THE DATA section start
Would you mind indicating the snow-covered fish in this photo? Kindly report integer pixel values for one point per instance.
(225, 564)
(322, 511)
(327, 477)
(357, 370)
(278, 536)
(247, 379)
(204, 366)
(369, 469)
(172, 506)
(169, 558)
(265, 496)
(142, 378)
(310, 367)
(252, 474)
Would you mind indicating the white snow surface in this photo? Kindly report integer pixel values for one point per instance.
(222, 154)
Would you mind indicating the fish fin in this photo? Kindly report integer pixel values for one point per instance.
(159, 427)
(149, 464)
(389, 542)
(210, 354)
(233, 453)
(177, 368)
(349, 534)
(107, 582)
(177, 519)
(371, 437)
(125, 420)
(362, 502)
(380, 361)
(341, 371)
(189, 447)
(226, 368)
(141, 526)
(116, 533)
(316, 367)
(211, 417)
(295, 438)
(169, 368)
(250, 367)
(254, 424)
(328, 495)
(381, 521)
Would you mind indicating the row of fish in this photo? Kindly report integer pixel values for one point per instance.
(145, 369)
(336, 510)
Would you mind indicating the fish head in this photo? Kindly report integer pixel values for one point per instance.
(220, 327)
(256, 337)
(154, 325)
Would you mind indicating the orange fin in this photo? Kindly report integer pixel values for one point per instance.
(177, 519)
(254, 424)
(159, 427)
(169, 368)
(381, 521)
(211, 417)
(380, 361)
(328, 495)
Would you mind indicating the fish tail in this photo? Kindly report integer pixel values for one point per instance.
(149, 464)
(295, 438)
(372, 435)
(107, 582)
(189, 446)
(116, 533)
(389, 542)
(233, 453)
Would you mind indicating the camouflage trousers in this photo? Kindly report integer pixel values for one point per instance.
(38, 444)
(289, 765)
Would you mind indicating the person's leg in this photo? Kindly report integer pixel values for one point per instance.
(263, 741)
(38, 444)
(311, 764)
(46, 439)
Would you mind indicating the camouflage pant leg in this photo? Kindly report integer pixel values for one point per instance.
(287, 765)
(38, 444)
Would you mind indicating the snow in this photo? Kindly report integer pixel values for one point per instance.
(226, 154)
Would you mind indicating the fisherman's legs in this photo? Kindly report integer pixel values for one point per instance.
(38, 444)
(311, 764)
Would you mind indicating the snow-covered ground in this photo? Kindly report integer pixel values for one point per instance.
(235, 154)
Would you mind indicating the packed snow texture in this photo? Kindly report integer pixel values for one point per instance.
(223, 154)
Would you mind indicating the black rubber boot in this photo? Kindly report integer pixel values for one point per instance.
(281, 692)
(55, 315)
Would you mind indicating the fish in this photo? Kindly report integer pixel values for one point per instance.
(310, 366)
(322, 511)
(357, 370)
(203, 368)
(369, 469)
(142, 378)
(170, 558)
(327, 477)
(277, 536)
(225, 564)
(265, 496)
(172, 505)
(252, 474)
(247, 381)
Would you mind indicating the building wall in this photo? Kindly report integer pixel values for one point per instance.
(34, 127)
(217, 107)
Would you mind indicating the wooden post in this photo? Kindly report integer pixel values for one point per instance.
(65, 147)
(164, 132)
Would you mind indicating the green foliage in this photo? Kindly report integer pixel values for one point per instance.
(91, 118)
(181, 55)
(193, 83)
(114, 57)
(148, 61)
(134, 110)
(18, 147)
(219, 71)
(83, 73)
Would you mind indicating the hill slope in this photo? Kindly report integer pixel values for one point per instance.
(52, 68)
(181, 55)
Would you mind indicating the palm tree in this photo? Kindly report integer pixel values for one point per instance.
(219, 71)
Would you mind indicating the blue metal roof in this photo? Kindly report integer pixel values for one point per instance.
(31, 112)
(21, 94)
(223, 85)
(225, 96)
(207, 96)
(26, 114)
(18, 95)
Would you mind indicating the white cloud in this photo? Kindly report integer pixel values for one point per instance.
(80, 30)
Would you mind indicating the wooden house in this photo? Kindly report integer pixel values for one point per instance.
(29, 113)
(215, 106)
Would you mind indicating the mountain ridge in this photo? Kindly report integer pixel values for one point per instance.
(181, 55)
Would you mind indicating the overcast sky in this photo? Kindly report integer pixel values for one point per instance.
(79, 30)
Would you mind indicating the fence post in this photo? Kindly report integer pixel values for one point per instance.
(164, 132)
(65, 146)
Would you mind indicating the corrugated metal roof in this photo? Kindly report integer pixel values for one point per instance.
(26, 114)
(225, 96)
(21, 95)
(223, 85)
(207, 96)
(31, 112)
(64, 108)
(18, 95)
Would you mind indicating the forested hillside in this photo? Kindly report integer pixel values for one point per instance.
THE DATA section end
THE DATA section start
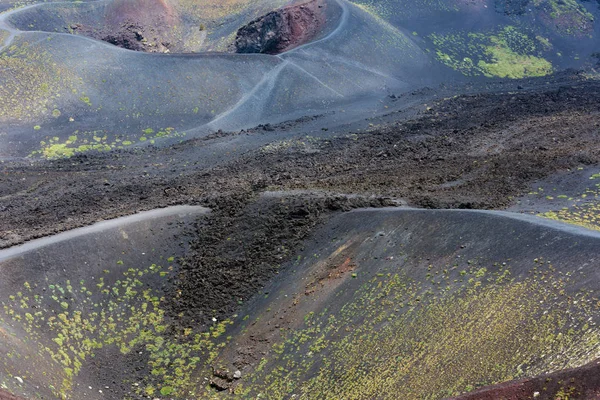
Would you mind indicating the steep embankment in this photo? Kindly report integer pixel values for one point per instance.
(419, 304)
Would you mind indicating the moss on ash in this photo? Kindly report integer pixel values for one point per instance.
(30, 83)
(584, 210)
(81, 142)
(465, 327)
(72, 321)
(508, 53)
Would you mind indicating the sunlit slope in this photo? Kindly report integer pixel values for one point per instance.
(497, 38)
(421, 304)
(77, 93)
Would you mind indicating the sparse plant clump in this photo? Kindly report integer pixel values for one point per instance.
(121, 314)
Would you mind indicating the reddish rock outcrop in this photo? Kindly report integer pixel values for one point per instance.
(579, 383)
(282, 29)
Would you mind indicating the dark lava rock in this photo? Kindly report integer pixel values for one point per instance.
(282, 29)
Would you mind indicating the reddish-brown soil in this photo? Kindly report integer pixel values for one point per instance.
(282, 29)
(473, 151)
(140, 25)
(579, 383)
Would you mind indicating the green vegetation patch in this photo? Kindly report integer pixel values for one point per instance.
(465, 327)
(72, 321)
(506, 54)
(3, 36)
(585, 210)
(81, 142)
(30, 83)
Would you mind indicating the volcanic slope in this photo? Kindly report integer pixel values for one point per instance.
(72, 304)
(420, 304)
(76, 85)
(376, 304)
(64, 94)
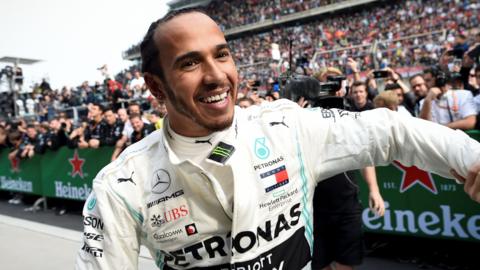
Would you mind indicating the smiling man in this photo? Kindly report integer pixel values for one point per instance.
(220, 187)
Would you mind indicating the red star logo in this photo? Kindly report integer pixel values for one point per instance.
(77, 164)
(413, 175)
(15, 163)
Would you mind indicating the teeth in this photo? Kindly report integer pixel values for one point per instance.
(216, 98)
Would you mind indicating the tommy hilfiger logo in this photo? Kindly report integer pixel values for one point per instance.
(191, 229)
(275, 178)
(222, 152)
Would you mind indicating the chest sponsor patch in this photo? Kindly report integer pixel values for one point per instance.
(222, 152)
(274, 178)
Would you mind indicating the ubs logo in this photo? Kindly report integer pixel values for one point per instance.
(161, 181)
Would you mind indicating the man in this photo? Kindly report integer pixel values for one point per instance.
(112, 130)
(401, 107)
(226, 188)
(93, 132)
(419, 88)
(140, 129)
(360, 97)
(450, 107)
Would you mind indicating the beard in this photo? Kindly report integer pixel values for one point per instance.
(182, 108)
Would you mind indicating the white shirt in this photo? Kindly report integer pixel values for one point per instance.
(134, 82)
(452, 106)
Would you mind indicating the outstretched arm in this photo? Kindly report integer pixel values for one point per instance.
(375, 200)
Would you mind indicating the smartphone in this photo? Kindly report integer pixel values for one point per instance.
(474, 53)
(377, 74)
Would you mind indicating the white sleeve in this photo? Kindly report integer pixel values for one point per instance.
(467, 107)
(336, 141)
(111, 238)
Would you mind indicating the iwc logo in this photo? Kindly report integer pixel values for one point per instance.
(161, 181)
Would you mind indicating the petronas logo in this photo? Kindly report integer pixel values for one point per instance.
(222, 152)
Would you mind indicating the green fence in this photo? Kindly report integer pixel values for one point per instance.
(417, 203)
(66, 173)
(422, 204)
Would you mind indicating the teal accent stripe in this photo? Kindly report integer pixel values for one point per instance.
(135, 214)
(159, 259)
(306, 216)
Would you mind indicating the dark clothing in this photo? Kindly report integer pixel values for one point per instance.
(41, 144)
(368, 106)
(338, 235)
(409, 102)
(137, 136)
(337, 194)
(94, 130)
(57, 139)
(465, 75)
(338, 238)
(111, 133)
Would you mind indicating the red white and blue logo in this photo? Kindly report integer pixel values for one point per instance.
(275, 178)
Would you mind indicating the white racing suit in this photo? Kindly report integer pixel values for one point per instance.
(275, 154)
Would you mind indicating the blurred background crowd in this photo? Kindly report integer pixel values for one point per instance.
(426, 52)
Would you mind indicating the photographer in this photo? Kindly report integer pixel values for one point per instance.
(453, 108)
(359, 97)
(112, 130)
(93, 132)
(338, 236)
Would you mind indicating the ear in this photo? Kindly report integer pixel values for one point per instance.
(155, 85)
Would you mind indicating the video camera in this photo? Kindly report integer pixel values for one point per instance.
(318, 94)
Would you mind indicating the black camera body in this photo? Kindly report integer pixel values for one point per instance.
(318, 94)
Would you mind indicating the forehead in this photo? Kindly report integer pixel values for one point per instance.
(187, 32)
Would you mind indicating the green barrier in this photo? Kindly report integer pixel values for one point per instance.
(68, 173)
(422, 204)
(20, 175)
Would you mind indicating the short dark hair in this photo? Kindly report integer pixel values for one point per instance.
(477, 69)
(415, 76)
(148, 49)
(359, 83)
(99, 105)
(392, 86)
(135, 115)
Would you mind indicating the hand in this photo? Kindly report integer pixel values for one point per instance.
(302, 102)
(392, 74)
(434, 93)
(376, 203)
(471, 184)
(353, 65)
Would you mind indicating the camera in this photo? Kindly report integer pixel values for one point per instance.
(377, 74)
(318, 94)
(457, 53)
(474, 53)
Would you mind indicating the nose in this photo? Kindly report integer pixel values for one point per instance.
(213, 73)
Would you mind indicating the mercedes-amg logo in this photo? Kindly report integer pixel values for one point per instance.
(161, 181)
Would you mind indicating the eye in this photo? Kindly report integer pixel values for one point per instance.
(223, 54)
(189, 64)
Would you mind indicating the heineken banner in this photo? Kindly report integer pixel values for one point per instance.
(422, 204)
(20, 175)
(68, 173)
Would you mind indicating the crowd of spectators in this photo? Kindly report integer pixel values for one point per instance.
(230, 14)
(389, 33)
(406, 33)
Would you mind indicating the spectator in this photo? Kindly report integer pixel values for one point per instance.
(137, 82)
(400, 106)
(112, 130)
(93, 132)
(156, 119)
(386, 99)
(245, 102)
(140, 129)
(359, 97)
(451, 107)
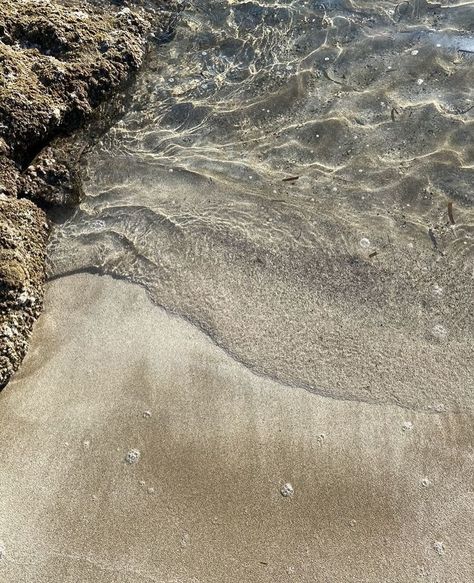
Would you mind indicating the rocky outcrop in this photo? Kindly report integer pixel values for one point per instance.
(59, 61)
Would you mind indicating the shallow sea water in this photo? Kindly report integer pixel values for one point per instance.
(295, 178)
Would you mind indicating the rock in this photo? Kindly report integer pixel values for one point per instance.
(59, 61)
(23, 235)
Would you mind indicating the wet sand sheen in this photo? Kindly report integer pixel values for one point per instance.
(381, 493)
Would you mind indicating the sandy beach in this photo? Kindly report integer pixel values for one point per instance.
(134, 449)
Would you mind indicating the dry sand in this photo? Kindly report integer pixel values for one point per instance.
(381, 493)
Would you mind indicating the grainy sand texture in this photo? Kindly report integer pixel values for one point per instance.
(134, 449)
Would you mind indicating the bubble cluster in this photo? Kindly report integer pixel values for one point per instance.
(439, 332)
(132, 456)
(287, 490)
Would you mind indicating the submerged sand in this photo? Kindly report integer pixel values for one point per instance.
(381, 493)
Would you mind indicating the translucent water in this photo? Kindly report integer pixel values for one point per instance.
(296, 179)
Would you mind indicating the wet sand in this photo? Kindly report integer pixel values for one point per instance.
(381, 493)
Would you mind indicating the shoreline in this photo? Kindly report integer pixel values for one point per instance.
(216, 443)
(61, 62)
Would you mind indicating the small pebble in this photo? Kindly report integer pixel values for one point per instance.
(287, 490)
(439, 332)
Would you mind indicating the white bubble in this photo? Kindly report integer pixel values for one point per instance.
THE DATA section end
• WORK REQUIRED: Your answer should consist of the lines from the line with "Would you mind indicating the bubble" to the line with "Would you mind indicating the white bubble" above, repeated exactly, both ends included.

• EXPECTED ANSWER:
Would you mind indicating the bubble cluster in this photo? Kindly report integer pixel values for one point per instance.
(439, 332)
(132, 456)
(287, 490)
Would you mind indicating the submerged sand in this photo? Kindly report integer pixel values for one point per instance.
(381, 493)
Would you mind indicating the translucent water in this photo? Kindly report integer pixel values for one point per instance.
(296, 179)
Would you mind indicating the wet sand in this photo? Kindly report integer pixel values for one point per instance.
(381, 493)
Would you mind indicating the shoreline in this photo? Kindly report integer pixel values for one point per instance.
(216, 443)
(61, 62)
Would you mind indicating the small pebble in this photo? Kindly report integer pixel values for one point per instance.
(287, 490)
(439, 332)
Would you mind indicating the white bubble in this photo? Kindly report integer pixel values for one point per instance.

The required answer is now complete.